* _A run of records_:
* * * * *
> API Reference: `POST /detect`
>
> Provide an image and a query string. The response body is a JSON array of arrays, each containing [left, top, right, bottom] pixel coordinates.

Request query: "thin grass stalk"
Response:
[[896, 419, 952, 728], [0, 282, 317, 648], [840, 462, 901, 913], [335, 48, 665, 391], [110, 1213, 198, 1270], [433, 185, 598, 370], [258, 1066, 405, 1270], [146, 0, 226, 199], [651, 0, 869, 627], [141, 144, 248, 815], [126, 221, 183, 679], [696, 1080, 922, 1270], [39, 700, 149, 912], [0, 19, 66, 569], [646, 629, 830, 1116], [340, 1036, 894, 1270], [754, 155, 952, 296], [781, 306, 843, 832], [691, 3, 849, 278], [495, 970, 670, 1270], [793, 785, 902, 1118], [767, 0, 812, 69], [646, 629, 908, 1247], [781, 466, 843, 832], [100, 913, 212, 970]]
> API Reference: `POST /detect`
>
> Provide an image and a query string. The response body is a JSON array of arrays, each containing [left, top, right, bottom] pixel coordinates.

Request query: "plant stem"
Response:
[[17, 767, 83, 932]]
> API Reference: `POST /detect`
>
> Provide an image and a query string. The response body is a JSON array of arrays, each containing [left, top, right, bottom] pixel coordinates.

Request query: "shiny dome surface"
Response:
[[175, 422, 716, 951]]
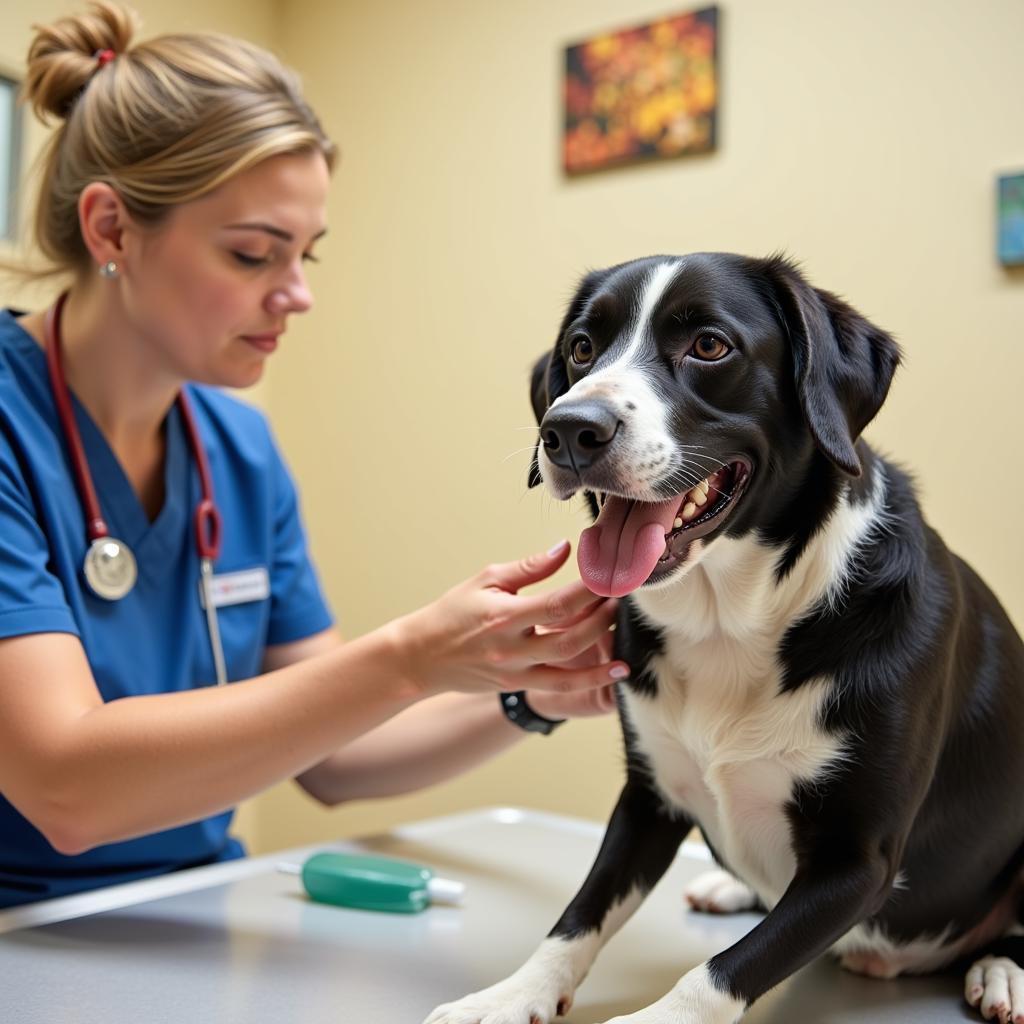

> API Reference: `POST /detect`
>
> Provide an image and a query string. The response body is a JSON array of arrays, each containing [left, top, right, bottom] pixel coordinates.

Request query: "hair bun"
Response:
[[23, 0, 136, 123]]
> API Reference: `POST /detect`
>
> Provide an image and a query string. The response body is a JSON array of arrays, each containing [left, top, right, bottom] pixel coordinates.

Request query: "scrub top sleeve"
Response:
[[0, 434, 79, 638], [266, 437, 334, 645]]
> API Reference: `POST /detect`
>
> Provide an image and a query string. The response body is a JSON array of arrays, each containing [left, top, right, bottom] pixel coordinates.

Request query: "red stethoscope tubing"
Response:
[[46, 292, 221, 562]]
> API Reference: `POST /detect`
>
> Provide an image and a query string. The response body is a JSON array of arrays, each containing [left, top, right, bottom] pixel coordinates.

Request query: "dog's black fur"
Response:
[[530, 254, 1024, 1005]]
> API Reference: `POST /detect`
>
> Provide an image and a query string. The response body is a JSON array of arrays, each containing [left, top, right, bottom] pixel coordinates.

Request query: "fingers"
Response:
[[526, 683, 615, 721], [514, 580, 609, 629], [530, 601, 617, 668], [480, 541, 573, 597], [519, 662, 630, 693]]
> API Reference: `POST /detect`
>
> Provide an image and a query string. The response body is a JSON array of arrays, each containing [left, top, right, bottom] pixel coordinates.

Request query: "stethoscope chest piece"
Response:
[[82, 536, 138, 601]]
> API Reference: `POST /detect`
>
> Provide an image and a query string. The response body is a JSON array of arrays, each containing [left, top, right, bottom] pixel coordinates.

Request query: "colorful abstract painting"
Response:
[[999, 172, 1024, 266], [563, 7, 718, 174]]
* * * * *
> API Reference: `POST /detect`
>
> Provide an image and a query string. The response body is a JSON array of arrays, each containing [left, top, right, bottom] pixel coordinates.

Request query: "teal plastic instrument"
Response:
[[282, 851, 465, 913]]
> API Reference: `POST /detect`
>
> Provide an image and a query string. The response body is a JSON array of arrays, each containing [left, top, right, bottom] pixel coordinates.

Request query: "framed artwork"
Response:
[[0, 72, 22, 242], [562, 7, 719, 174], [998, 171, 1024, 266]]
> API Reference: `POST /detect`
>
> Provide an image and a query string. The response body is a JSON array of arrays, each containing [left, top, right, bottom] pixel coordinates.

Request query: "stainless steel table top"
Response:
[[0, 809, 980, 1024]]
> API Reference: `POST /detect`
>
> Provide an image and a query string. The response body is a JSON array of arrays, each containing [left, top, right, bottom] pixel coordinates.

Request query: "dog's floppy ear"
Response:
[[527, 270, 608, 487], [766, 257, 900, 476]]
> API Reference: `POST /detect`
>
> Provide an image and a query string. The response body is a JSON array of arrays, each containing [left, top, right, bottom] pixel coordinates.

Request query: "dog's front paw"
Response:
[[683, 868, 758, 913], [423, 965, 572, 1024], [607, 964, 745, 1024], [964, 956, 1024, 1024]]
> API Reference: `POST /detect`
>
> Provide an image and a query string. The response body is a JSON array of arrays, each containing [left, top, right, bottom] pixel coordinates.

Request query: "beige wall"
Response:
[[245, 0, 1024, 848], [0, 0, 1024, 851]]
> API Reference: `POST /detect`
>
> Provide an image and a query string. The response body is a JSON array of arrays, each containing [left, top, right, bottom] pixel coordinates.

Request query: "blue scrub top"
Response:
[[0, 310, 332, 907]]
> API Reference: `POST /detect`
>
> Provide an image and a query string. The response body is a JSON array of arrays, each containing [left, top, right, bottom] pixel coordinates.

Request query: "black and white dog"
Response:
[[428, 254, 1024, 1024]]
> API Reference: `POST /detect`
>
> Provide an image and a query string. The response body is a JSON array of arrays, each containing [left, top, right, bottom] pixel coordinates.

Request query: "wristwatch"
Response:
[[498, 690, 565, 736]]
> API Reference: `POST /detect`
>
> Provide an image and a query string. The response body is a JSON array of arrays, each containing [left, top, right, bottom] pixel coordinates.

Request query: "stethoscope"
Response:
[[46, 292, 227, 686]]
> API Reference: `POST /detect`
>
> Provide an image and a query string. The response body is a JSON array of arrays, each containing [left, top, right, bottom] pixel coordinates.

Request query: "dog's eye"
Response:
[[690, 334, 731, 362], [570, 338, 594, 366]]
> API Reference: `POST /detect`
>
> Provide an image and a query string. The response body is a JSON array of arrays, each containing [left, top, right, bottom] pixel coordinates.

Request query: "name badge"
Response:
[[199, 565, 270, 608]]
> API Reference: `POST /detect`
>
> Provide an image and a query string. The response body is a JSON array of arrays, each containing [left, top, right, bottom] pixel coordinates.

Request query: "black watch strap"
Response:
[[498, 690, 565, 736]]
* * * * *
Gather every line in the records above that contains the word "stethoscope" and copy each one out in full.

Request query: "red stethoscope tubing"
Request query: "stethoscope chest piece"
Request query: "stethoscope"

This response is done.